Work to be completed:
Only the pictures are dropped. Restate each line below word for word.

Source data:
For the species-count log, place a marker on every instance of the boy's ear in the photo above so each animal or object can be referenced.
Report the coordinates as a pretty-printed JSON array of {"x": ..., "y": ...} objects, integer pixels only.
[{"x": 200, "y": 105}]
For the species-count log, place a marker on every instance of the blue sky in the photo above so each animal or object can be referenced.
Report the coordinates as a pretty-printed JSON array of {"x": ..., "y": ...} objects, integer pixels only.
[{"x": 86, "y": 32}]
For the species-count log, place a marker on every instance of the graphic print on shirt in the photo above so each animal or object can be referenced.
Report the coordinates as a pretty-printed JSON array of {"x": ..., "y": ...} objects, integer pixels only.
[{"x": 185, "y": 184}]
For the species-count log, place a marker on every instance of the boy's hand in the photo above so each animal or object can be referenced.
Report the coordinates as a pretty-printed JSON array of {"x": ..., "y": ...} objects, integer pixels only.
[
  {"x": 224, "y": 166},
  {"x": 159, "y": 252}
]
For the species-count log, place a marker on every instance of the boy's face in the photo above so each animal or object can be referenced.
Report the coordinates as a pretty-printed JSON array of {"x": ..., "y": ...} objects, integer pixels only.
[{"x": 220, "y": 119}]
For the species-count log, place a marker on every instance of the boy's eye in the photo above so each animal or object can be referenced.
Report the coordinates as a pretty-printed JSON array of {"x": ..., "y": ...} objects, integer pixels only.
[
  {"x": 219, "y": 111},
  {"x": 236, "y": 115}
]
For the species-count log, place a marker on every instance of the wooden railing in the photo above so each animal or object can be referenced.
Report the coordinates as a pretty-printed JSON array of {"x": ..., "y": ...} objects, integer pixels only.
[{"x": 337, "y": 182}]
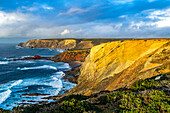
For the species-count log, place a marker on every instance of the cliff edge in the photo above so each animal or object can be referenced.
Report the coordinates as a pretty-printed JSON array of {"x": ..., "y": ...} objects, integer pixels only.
[
  {"x": 117, "y": 64},
  {"x": 65, "y": 43}
]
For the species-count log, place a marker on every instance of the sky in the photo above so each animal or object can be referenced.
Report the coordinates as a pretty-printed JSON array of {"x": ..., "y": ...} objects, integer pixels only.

Response box:
For the species-count log, place a marker on every instance of the boy's ear in the photo above so each animal or object can be referenced.
Report the coordinates as a pretty-printed JSON array of {"x": ..., "y": ...} objects, integer pixels only.
[{"x": 200, "y": 105}]
For the species-count log, place a marker on every instance of the blue sky in the photo above so each animal or object can be referenced.
Report the coordinates as a pretty-printed JSON array of {"x": ..., "y": ...} objects, integer pixels only.
[{"x": 86, "y": 32}]
For the species-count log, place a marker on every instance of the graphic print on shirt in the photo above so each animal or object can be referenced.
Report the coordinates as a pretty-printed JSON array of {"x": ..., "y": ...} objects, integer pixels only.
[{"x": 185, "y": 184}]
For the species-count log, place a marker on every instance of the boy's hand in the photo above so each animal or object can be referenced.
Report the coordinates as a pretty-printed JSON array of {"x": ..., "y": ...} objects, integer pixels only.
[
  {"x": 224, "y": 166},
  {"x": 159, "y": 252}
]
For the species-count log, place a marker on every instance of the boy's face in the photo above so each animal or object can be referenced.
Report the coordinates as a pretty-printed JSON array of {"x": ..., "y": ...} objects, integer pixels only.
[{"x": 220, "y": 119}]
For the species-count log, place a marker on every instance of the boy's eye in the photo above so each animal or object can be referenced.
Report the coordinates as a pretty-printed JSON array of {"x": ..., "y": ...} objects, integer pixels only.
[
  {"x": 219, "y": 111},
  {"x": 236, "y": 115}
]
For the species-count log, place a marker on every instance of the wooden railing in the photo above so each animal or object can be referenced.
Report the coordinates as a pretty-printed JSON array of {"x": ..., "y": ...} objects, integer pixels only.
[{"x": 337, "y": 182}]
For the species-count log, place a marker on every instance of the cliff edge in the photo above so each animal or object can be referenced.
Report the coordinates as a pretty-printed JSON array of {"x": ..., "y": ...} objects, integer pixels only.
[
  {"x": 117, "y": 64},
  {"x": 65, "y": 43}
]
For the species-count log, place a marker on every instance of the sky in the photo above so each animal or object can be referenced.
Report the coordinates as a pretty-printed JSON array of {"x": ..., "y": ...} objects, integer pixels only.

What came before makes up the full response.